### RECORDS FOR THIS EXERCISE ###

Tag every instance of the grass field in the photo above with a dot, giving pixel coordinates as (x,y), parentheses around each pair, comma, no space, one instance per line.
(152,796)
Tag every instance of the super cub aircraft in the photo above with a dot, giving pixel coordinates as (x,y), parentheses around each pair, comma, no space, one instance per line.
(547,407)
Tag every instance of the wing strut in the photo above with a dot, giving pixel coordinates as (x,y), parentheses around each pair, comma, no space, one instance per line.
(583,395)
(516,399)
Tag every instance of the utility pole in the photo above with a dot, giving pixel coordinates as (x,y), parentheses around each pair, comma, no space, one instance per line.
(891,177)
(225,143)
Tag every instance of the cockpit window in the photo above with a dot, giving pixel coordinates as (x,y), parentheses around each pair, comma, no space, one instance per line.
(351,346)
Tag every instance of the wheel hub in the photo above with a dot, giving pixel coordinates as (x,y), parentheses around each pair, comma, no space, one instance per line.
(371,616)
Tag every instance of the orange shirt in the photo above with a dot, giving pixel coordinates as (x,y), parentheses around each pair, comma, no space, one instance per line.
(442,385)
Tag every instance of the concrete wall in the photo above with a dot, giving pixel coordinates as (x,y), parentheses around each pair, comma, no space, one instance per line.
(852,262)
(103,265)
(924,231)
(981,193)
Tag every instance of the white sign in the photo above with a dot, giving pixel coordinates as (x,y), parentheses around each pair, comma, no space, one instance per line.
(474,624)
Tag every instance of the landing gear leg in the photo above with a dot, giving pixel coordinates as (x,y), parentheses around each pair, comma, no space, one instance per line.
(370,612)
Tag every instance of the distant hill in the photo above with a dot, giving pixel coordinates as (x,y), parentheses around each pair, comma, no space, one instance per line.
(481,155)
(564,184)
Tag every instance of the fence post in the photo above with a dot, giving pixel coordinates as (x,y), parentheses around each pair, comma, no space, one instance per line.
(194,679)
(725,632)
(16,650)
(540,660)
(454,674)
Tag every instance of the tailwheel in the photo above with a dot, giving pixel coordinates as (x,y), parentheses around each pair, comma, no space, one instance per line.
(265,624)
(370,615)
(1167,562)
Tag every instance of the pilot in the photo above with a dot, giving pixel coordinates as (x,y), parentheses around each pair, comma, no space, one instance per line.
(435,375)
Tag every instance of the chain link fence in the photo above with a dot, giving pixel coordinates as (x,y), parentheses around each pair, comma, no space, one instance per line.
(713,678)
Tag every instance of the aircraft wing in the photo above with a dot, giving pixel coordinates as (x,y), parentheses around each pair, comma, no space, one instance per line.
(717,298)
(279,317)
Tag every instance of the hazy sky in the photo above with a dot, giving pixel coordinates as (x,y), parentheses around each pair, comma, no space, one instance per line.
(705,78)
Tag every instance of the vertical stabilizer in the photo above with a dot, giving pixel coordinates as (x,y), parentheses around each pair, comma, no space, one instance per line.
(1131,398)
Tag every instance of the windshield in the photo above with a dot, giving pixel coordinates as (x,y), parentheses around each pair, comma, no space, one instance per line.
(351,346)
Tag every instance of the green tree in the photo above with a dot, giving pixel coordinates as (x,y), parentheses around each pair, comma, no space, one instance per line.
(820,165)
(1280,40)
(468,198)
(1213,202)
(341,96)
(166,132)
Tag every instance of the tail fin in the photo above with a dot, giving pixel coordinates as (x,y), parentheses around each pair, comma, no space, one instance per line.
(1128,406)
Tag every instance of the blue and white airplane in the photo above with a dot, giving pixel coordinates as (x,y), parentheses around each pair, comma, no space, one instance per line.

###
### RECORDS FOR THIS EXERCISE ###

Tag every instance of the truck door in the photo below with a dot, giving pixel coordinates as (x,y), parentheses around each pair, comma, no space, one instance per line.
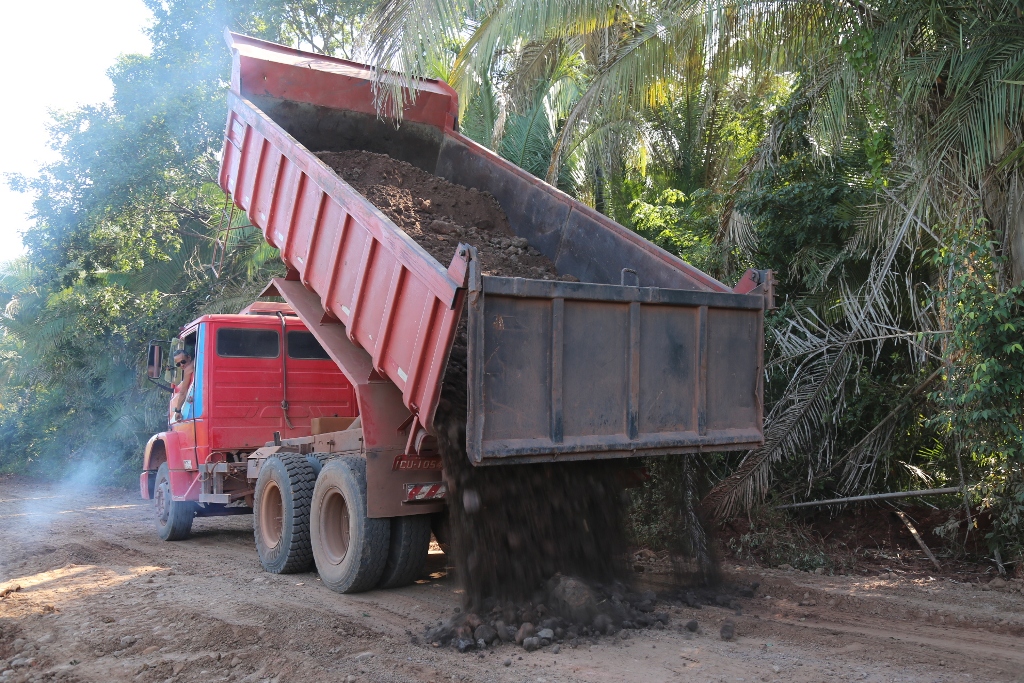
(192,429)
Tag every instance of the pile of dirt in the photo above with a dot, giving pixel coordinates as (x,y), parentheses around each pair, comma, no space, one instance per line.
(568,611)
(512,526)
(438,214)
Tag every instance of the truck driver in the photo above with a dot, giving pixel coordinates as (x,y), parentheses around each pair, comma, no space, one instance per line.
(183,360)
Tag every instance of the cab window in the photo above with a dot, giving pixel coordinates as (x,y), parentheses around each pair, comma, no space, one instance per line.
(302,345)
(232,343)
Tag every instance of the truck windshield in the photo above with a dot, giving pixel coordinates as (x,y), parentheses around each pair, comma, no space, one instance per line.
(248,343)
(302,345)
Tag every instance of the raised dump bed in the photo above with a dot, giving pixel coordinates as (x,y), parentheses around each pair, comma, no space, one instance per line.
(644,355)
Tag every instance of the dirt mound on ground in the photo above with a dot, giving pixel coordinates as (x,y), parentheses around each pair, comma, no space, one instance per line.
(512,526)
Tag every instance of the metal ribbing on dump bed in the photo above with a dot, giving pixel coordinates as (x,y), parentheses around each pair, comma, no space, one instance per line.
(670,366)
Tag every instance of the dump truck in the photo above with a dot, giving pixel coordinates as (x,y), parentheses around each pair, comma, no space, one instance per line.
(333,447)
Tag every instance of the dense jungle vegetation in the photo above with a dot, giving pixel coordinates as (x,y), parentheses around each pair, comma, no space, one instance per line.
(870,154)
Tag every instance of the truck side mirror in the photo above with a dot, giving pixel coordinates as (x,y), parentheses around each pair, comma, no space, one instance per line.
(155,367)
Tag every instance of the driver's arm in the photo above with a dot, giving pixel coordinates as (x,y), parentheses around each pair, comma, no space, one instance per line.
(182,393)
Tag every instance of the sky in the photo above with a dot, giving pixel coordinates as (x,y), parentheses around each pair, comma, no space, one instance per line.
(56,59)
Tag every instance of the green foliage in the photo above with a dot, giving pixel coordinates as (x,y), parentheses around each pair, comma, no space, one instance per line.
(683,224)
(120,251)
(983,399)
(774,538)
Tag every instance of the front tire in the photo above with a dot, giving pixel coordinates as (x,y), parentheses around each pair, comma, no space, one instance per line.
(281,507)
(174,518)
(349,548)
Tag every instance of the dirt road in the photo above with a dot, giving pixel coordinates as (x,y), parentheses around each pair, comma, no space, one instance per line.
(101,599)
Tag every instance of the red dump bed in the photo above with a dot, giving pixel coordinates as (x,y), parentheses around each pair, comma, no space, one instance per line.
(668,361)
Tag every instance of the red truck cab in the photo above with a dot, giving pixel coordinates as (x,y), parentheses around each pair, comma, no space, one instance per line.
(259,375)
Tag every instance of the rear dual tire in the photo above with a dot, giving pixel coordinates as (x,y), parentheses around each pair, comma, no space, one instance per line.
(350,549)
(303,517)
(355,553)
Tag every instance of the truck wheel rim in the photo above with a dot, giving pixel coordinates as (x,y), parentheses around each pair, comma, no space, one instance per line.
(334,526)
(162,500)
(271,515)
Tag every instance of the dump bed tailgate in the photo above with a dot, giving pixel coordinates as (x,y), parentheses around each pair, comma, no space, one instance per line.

###

Your task for the entries above: copy exactly the span starting with the line with "Tag every instance of the green tree" and going on through the line with "Tag every instance of the blue", both lines included, and nothing else.

Tag every instance of the green tree in the photo above with a dot, giving pixel coordinates as (x,y), parentheses around each pair, comma, no space, one instance per line.
(820,165)
(1280,40)
(468,198)
(1213,202)
(341,96)
(166,132)
Tag every instance of the tail fin in the photo above with a dot, giving pixel coordinates as (x,y), parentheses around each pair, comma, no space, one instance per line.
(1128,406)
Tag every instance of the blue and white airplane in the photo above with a dot, giving pixel coordinates as (x,y), parentheses around each pair, comma, no space, one instance per line.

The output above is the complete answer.